Problem requirements => Convert every entry below into a Markdown table with the columns "Row" and "Line," giving each non-blank line its own numbered row. Omit the pictures.

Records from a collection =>

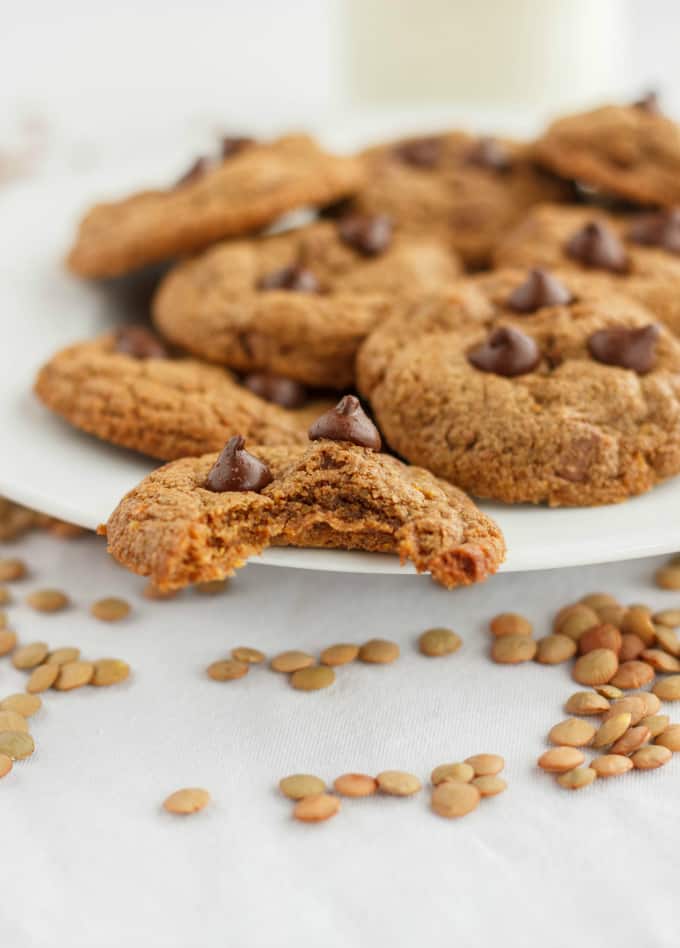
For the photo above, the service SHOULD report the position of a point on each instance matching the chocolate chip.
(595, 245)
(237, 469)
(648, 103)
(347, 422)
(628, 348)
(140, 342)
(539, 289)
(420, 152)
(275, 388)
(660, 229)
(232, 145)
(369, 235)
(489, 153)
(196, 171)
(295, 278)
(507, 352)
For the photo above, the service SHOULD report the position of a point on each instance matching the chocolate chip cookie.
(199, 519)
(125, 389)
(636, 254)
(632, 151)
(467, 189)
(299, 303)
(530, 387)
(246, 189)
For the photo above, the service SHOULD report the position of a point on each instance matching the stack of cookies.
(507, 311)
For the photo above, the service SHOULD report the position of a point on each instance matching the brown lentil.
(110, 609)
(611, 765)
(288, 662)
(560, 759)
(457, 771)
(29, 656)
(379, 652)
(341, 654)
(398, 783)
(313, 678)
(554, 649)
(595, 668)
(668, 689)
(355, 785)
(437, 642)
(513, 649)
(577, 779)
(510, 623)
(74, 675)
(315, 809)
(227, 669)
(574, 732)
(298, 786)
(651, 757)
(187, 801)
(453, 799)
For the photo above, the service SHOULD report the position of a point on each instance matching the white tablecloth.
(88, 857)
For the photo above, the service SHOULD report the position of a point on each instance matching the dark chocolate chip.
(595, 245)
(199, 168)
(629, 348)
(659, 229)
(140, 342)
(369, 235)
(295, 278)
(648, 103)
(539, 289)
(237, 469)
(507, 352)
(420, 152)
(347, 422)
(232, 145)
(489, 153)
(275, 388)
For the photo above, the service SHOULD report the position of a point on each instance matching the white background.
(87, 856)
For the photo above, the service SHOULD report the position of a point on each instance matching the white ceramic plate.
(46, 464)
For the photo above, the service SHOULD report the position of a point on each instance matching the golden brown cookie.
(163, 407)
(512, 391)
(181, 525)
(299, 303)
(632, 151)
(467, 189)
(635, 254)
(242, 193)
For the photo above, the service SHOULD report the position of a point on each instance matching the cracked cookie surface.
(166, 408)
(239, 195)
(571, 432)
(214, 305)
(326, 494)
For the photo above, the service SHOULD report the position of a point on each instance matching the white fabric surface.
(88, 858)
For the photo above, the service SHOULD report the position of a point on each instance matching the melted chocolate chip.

The solution =>
| Row | Line |
|---|---|
| 1 | For the photo above, the service SHOULD report the position of a point on each instance matching the chocolate chip. |
| 2 | (595, 245) |
| 3 | (237, 469) |
| 4 | (648, 103) |
| 5 | (347, 422) |
| 6 | (628, 348) |
| 7 | (140, 342) |
| 8 | (539, 289) |
| 9 | (420, 152) |
| 10 | (275, 388) |
| 11 | (660, 229) |
| 12 | (232, 145) |
| 13 | (369, 235) |
| 14 | (489, 153) |
| 15 | (196, 171) |
| 16 | (295, 278) |
| 17 | (507, 352) |
| 18 | For the photo above, the service SHOULD report the position of a point on each instance matching the chocolate chip cookie. |
| 19 | (199, 519) |
| 20 | (125, 389) |
| 21 | (636, 254) |
| 22 | (632, 151) |
| 23 | (467, 189) |
| 24 | (299, 303) |
| 25 | (530, 387) |
| 26 | (246, 189) |
| 27 | For the photo above, the service SHOULD report the position of a point on each instance matching the stack of cookies. |
| 28 | (507, 311) |
| 29 | For the photo above, the service SHOULD report the position of a point on each instance matching the brown lentil. |
| 30 | (110, 609) |
| 31 | (611, 765) |
| 32 | (288, 662) |
| 33 | (560, 759) |
| 34 | (457, 771) |
| 35 | (29, 656) |
| 36 | (379, 652) |
| 37 | (341, 654) |
| 38 | (398, 783) |
| 39 | (313, 678) |
| 40 | (554, 649) |
| 41 | (595, 668) |
| 42 | (668, 689) |
| 43 | (355, 785) |
| 44 | (437, 642) |
| 45 | (513, 649) |
| 46 | (577, 779) |
| 47 | (510, 623) |
| 48 | (74, 675) |
| 49 | (315, 809) |
| 50 | (227, 669) |
| 51 | (574, 732) |
| 52 | (298, 786) |
| 53 | (651, 757) |
| 54 | (187, 801) |
| 55 | (453, 799) |
| 56 | For the photo above, the service SHOULD report the position of a point on each instance matching the white tablecloth. |
| 57 | (88, 857) |
| 58 | For the photo above, the service SHOULD report the position of a point on each instance matching the dark chocolate chip. |
| 59 | (595, 245) |
| 60 | (199, 168) |
| 61 | (629, 348) |
| 62 | (659, 229) |
| 63 | (140, 342) |
| 64 | (369, 235) |
| 65 | (295, 278) |
| 66 | (648, 103) |
| 67 | (539, 289) |
| 68 | (237, 469) |
| 69 | (507, 352) |
| 70 | (420, 152) |
| 71 | (347, 422) |
| 72 | (232, 145) |
| 73 | (489, 153) |
| 74 | (275, 388) |
| 75 | For the photo above, the service SHOULD report the position of a point on each instance matching the white background. |
| 76 | (87, 856) |
| 77 | For the photo above, the service SHOULD report the position of a point on each instance matching the white ceramic plate. |
| 78 | (46, 464) |
| 79 | For the photo above, the service SHOULD report the position of a point on each instance matching the golden brown cookie. |
| 80 | (163, 407) |
| 81 | (512, 391) |
| 82 | (181, 525) |
| 83 | (299, 303) |
| 84 | (632, 151) |
| 85 | (467, 189) |
| 86 | (635, 254) |
| 87 | (242, 193) |
| 88 | For the photo above, the service SHOULD report the position of a point on each instance matching the cracked cookie surface. |
| 89 | (166, 408) |
| 90 | (239, 195) |
| 91 | (571, 432) |
| 92 | (214, 305) |
| 93 | (326, 494) |
| 94 | For the photo above, the service SHOULD report the position of a point on each instance matching the white fabric surface. |
| 95 | (88, 858) |
| 96 | For the photo above, the service SHOULD report the position of a point on each instance matching the melted chocolate chip. |